DATA PROVIDED:

......

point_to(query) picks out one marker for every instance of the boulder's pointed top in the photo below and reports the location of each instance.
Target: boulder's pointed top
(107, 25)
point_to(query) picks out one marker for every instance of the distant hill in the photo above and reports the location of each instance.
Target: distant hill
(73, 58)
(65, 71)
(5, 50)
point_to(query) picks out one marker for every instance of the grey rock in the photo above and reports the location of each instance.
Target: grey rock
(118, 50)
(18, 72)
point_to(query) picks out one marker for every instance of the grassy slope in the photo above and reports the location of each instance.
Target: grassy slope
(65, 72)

......

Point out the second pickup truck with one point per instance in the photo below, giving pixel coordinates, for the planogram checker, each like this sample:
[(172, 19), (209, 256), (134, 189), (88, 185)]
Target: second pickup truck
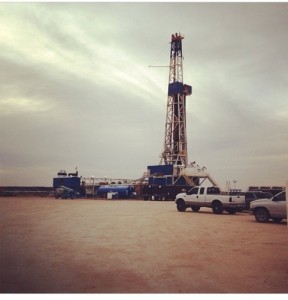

......

Show all lines from the listing above in which "photo" appears.

point_to(query) picks out one marker for every instance of the boulder's pointed top in the photo below and reports the location of each instance.
point_to(query) picks out one marker for every instance of the distant hill in the photo above and reports the location of each instance.
point_to(query) picks out one marker for every instance of the grey rock in the photo above and reports the location of each instance.
point_to(query) picks out one marker for every instance of the grassy slope in the photo above and reports the location of each instance.
Point out the second pickup truck with one point per instance in the photo below, giving pixel coordinates, for the planogram checker, each like this sample:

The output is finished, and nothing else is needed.